Collected data:
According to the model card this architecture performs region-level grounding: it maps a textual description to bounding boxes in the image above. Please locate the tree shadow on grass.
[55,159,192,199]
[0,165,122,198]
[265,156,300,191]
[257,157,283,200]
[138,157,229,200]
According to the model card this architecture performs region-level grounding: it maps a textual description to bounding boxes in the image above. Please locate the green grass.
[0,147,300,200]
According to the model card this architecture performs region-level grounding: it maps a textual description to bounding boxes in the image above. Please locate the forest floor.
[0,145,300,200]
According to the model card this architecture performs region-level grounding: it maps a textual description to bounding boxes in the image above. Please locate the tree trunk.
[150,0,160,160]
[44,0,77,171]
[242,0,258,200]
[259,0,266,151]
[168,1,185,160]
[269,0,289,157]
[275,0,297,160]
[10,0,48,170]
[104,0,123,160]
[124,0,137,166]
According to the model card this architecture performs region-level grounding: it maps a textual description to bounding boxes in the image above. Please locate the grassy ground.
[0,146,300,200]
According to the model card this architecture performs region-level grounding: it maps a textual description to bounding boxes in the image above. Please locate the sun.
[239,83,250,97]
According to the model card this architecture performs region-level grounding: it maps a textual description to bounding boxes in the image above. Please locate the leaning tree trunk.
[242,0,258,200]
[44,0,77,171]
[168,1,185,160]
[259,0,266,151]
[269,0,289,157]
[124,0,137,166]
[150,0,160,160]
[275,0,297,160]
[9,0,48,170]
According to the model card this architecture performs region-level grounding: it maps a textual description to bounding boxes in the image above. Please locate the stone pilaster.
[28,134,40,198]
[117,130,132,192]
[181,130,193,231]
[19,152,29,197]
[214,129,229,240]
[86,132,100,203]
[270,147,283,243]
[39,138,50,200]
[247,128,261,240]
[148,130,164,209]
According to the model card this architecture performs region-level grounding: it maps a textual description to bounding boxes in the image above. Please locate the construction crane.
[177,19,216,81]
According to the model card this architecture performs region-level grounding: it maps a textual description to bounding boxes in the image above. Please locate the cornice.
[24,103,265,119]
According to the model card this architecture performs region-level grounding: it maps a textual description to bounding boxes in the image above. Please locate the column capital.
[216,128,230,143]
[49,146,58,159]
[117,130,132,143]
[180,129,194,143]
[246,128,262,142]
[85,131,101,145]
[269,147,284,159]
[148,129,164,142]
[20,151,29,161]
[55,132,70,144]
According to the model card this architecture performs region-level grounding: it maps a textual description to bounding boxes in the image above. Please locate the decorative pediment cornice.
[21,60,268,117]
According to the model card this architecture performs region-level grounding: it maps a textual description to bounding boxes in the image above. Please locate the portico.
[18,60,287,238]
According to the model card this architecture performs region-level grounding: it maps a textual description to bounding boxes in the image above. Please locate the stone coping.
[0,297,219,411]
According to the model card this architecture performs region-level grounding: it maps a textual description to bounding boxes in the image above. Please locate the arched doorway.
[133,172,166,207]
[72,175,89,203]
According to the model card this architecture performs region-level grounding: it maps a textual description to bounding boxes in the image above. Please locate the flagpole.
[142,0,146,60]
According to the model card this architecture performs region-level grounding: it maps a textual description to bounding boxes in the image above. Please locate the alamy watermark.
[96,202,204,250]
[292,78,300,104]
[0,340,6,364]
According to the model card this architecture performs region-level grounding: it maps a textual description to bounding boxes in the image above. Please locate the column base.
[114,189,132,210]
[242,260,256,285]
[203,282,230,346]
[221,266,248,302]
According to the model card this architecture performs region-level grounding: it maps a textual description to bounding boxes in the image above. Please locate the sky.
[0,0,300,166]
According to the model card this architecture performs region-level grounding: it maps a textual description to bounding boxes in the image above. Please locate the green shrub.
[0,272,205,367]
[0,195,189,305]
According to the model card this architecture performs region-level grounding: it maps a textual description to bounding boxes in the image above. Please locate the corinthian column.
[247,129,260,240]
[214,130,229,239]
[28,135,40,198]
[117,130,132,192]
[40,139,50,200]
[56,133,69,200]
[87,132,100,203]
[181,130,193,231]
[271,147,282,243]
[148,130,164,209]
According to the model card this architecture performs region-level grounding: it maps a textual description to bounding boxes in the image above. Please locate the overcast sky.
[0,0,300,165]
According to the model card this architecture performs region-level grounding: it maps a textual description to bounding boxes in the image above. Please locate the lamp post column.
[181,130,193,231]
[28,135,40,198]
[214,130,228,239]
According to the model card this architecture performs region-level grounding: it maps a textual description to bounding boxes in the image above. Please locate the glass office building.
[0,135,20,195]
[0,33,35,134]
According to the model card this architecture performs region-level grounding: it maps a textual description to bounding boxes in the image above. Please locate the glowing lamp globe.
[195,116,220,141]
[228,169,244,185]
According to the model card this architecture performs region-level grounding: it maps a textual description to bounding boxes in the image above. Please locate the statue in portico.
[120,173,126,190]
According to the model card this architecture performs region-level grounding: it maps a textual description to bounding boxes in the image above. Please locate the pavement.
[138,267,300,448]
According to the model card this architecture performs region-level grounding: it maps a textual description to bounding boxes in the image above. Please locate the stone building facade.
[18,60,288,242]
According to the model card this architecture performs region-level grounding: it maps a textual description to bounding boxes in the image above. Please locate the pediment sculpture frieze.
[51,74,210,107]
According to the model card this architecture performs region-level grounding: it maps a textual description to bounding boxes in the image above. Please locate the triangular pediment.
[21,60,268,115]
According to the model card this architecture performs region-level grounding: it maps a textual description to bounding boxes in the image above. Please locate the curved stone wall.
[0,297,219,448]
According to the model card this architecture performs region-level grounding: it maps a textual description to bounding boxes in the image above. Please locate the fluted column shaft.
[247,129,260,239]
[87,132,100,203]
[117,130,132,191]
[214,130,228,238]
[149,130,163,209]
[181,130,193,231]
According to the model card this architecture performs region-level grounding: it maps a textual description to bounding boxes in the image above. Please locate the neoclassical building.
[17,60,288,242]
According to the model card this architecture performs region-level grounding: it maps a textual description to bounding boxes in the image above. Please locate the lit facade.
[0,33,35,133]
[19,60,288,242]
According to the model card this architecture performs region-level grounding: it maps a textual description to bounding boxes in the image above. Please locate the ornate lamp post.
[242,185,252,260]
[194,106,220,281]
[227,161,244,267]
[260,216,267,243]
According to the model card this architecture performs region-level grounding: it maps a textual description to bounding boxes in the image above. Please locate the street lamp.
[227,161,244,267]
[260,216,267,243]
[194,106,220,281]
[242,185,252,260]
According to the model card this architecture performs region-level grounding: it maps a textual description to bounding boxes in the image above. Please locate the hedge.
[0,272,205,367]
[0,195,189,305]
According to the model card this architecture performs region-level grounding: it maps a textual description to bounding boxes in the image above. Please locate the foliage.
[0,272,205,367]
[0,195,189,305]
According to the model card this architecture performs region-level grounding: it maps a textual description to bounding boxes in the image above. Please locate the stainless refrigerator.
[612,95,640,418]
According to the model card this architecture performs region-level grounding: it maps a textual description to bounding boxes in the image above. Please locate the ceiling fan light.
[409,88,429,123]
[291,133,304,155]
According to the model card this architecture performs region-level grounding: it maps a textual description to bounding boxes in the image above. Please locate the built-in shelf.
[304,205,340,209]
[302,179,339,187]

BRIEF:
Rewrite the records above with "Please locate" changed to "Please find" everywhere it appears. Keep every other word and line the same.

CORRECT ANSWER:
According to the model card this architecture performs region-level grounding: it maps a textual description to bounding boxes in the image above. Please find the tree shadow on grass.
[55,159,192,199]
[0,165,122,198]
[265,156,300,191]
[257,157,283,200]
[138,157,229,200]
According to the model card this architecture performs region-level grounding: it maps a textual description to bounding boxes in the image above. Please find the green grass.
[0,147,300,200]
According to the model card this architecture performs region-level grounding: it maps a textual description to bounding boxes in the image above. Please find the forest floor.
[0,145,300,200]
According to the model card this architecture performs region-level grounding: it maps a textual description to bounding boxes in the image above. Please find the tree trunk.
[150,0,160,160]
[44,0,77,171]
[242,0,258,200]
[259,0,266,151]
[168,1,185,160]
[269,0,289,157]
[275,0,297,160]
[10,0,48,170]
[104,0,123,160]
[124,0,137,166]
According to the model card this architecture performs region-level grounding: it maps a textual description to bounding boxes in the image above. Please find the grassy ground.
[0,146,300,200]
According to the model card this architecture performs region-level grounding: it maps a textual description to bounding boxes in the image above. Please find the sun.
[239,83,250,97]
According to the model card this architecture performs region-level grounding: it maps a textual description to bounding boxes in the image above. Please find the leaning tree trunk.
[242,0,258,200]
[44,0,77,171]
[168,1,185,160]
[259,0,266,151]
[269,0,289,157]
[124,0,137,166]
[150,0,160,160]
[275,0,297,160]
[9,0,48,170]
According to the model card this architecture performs region-level grounding: it maps a textual description to bounding boxes in the image above. Please find the stone pilaster.
[28,134,40,198]
[117,130,132,192]
[181,130,193,231]
[19,152,29,197]
[214,129,229,240]
[86,132,100,203]
[270,147,283,243]
[39,138,50,200]
[247,128,261,240]
[148,130,164,209]
According to the model card this architecture performs region-level grounding: it maps a textual description to bounding boxes in the image above. Please find the construction crane.
[177,19,216,81]
According to the model card this architecture performs region-level grounding: it maps a textual description to bounding boxes in the image above. Please find the cornice.
[24,103,265,119]
According to the model card this architecture performs region-level grounding: it maps a textual description to bounding boxes in the image above. Please find the column capital.
[216,128,230,143]
[49,146,58,159]
[117,130,132,143]
[180,129,194,143]
[246,128,262,142]
[85,131,101,145]
[269,147,284,159]
[148,129,164,142]
[20,151,29,161]
[55,132,70,144]
According to the model card this architecture performs region-level grounding: it maps a textual description to bounding boxes in the image above. Please find the decorative pediment cornice.
[21,60,268,117]
According to the model card this architecture performs region-level grounding: it maps a textual description to bounding boxes in the image above. Please find the portico.
[18,60,287,238]
According to the model card this architecture performs region-level grounding: it maps a textual description to bounding boxes in the image above. Please find the stone coping.
[0,297,219,411]
According to the model card this architecture performs region-level grounding: it maps a textual description to bounding boxes in the image above. Please find the arched doorway.
[133,172,166,207]
[72,175,89,203]
According to the model card this architecture performs region-level grounding: it maps a textual description to bounding boxes in the image above. Please find the flagpole.
[142,0,146,60]
According to the model card this architecture performs region-level grounding: it maps a textual description to bounding boxes in the image above. Please find the alamy watermark.
[96,202,204,250]
[292,78,300,104]
[0,340,6,364]
According to the model card this architecture performs region-level grounding: it maps a textual description to bounding boxes in the image above. Please find the column base.
[114,189,132,210]
[242,260,256,285]
[203,282,230,346]
[221,266,248,302]
According to the model card this architecture performs region-level grounding: it maps a textual description to bounding boxes in the image above. Please find the sky.
[0,0,300,166]
According to the model card this architecture performs region-level grounding: it maps a textual description to bounding boxes in the image above. Please find the green shrub.
[0,272,205,367]
[0,195,189,305]
According to the model card this architecture performs region-level grounding: it maps a textual description to bounding boxes in the image above. Please find the corinthian column.
[247,129,260,240]
[214,130,229,239]
[28,135,40,198]
[117,130,132,192]
[40,139,50,200]
[56,133,69,200]
[87,132,100,203]
[181,130,193,231]
[271,147,282,243]
[148,130,164,209]
According to the model card this architecture performs region-level grounding: it maps a textual description to bounding boxes in the image above. Please find the overcast sky.
[0,0,300,165]
According to the model card this architecture performs region-level grounding: it maps a textual description to bounding boxes in the image above. Please find the lamp post column.
[181,130,193,231]
[28,135,40,198]
[214,130,228,239]
According to the model card this architecture performs region-level grounding: it maps a textual description to bounding boxes in the image above. Please find the glass office building.
[0,135,20,195]
[0,33,35,134]
According to the model card this architecture performs region-level grounding: it maps a textual description to bounding boxes in the image above. Please find the glowing lamp globe.
[195,116,220,141]
[228,169,244,185]
According to the model card this architecture performs region-level grounding: it maps a textual description to bounding boxes in the image above. Please find the statue in portico.
[120,173,126,190]
According to the model card this architecture performs region-level grounding: it maps a textual description to bounding boxes in the image above. Please find the pavement.
[138,267,300,448]
According to the model card this architecture performs region-level grounding: it maps a textual description to bounding boxes in the image above. Please find the stone building facade.
[18,60,288,242]
According to the model card this architecture performs region-level grounding: it maps a textual description to bounding boxes in the image above. Please find the pediment sculpture frieze.
[51,74,210,107]
According to the model card this architecture performs region-level grounding: it maps a textual description to bounding boxes in the image above. Please find the triangular pediment.
[21,60,268,115]
According to the model card this architecture performs region-level grounding: it maps a textual description to bounding boxes in the image above. Please find the curved stone wall.
[0,297,219,448]
According to the model card this architecture performs region-level grounding: it maps a textual description to bounding boxes in the image above. Please find the fluted column shaft.
[247,129,260,239]
[87,132,100,203]
[117,130,132,191]
[214,130,228,238]
[149,130,163,209]
[181,130,193,231]
According to the model card this architecture performs region-level grounding: it maps a textual description to bounding boxes in the image above. Please find the neoclassical building.
[17,60,288,242]
According to the model card this architecture performs region-level grounding: it maps a textual description to bounding boxes in the image above. Please find the lit facade.
[0,33,35,133]
[19,60,288,242]
According to the model card this architecture performs region-level grounding: it maps a textual description to bounding boxes in the image above. Please find the ornate lamp post.
[242,185,252,260]
[194,106,220,281]
[227,161,244,267]
[260,216,267,243]
According to the model card this architecture performs region-level grounding: it maps a textual description to bounding boxes in the image above. Please find the street lamp.
[227,161,244,267]
[260,216,267,243]
[194,106,220,281]
[242,185,252,260]
According to the model card this architecture performs region-level grounding: it maps a textual description to bounding boxes in the image above. Please find the hedge.
[0,272,205,367]
[0,195,189,305]
According to the model card this architecture performs region-level grounding: it maps a textual description to bounding boxes in the image above. Please find the foliage.
[0,272,205,367]
[0,195,189,305]
According to the model card this architecture performs region-level grounding: it maps a textual description to bounding boxes in the image above. Please find the stainless refrigerator.
[612,95,640,418]
According to the model card this architecture performs region-level grounding: it maps a textual description to bounding boxes in the image above. Please find the ceiling fan light.
[409,88,429,123]
[291,133,304,155]
According to the model card this architecture performs region-level grounding: it maps a textual description to bounding boxes in the image above. Please find the built-in shelf.
[304,205,340,209]
[302,179,339,187]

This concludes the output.